begin EXCERPTED TEXT
AeroSonicDB (YPAD-0523): Labelled audio dataset for acoustic detection and classification of aircraft
Creators
Description
AeroSonicDB (YPAD-0523): Labelled audio dataset for acoustic detection and classification of aircraft
Version 1.1.2 (November 2023)
[UPDATE: June 2024]
Version 2.0 is currently in beta and can be found at https://zenodo.org/records/12775560. The repository is currently restricted, however you can gain access by emailing Blake Downward at aerosonicdb@gmail.com, or by submitting the following Google Form.
Version 2 vastly extends the number of Aircraft audio samples to over 3,000 (V1 contains 625 aircraft sampes), for more than 38 hours of strongly annotated aircraft audio (V1 contains 8.9 hours of aircraft audio).
Publication
When using this data in an academic work, please reference the dataset DOI and version. Please also reference the following paper which describes the methodology for collecting the dataset and presents baseline model results.
Downward, B., & Nordby, J. (2023). The AeroSonicDB (YPAD-0523) Dataset for Acoustic Detection and Classification of Aircraft. ArXiv, abs/2311.06368.
Description
AeroSonicDB:YPAD-0523 is a specialised dataset of ADS-B labelled audio clips for research in the fields of environmental noise attribution and machine listening, particularly acoustic detection and classification of low-flying aircraft. Audio files in this dataset were recorded at locations in close proximity to a flight path approaching or departing Adelaide International Airport's (ICAO code: YPAD) primary runway, 05/23. Recordings are initially labelled from radio (ADS-B) messages received from the aircraft overhead, then human verified and annotated with the first and final moments which the target aircraft is audible.
A total of 1,895 audio clips are distributed across two top-level classes, "Aircraft" (8.87 hours) and "Silence" (3.52 hours). The aircraft class is then further broken-down into four subclasses, which broadly describe the structure of the aircraft and propulsion mechanism. A variety of additional "airframe" features are provided to give researchers finer control of the dataset, and the opportunity to develop ontologies specific to their own use case.
For convenience, the dataset has been split into training (10.04 hours) and testing (2.35 hours) subsets, with the training set further split into 5 distinct folds for cross-validation. These splits are performed to prevent data-leakage between folds and the test set, ensuring samples collected in the same recording session (distinct in time, location and microphone) are assigned to the same fold.
end EXCERPTED TEXT
COMPLETE THE FOLLOWING
[1] In the paragraphs of the AeroSonicDB page starting with "AeroSonicDB:YPAD-0523 is a specialised dataset", list every duration given in hours and what each one measures.
[2] Extend the AeroSonicDB page from the point where it ends.
The records below the AeroSonicDB page come from a separate source.
begin DATA RECORDS
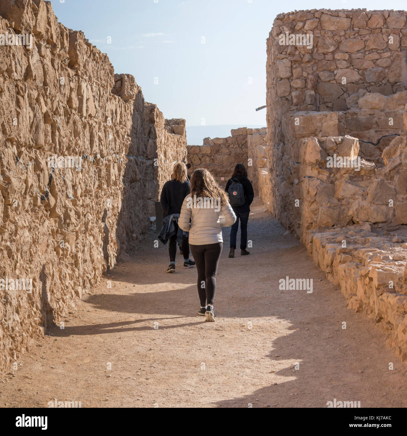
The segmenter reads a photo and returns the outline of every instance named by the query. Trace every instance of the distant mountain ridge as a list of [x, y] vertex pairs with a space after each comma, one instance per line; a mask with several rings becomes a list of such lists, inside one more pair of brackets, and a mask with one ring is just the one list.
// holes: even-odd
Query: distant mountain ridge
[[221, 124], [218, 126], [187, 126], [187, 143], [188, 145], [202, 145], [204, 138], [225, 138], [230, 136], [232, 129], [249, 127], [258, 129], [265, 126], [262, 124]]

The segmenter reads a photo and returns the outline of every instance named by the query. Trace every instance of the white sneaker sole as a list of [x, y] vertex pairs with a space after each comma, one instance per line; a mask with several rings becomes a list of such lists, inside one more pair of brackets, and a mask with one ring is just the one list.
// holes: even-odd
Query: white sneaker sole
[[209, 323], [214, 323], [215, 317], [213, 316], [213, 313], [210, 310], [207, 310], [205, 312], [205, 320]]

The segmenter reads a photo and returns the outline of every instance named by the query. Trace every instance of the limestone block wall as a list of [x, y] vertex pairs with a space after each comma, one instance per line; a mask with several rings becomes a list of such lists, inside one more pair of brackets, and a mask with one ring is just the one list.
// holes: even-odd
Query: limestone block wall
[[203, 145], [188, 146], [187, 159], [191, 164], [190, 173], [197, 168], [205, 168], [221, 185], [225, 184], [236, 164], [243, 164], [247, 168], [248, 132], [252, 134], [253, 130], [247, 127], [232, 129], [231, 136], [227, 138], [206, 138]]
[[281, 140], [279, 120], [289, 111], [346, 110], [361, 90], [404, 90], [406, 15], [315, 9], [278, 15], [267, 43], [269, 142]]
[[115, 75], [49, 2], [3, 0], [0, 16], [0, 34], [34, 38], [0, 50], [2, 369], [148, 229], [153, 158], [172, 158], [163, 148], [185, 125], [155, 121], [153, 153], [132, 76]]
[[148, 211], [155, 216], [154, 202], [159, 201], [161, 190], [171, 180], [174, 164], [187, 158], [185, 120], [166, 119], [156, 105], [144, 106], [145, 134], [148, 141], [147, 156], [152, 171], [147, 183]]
end DATA RECORDS
EXERCISE RESPONSES
[1] 8.87 hours for the "Aircraft" class, 3.52 hours for the "Silence" class, 10.04 hours for the training subset, and 2.35 hours for the testing subset.

[2]
Researchers may find applications for this dataset in a number of fields; particularly aircraft noise isolation and noise monitoring in an urban environment, development of passive acoustic systems to assist radar technology, and understanding the sources of aircraft noise to help manufacturers design less-noisy aircraft.
Audio data
ADS-B (Automatic Dependent Surveillance–Broadcast) messages transmitted directly from aircraft are used to automatically trigger, capture and label audio samples. A 60-second recording is triggered when an aircraft transmits a message indicating it is within a specified distance of the recording device (see "Location data" below for specifics). The resulting audio file is labelled with the unique ICAO identifier code for the aircraft, as well as its last reported altitude, date, time, location and microphone. The recording is then human verified and annotated with timestamps for the first and last moments the aircraft is audible. In total, AeroSonicDB contains 625 recordings of low-altitude aircraft - varying in length from 18 to 60 seconds, for a total of 8.87 hours of aircraft audio.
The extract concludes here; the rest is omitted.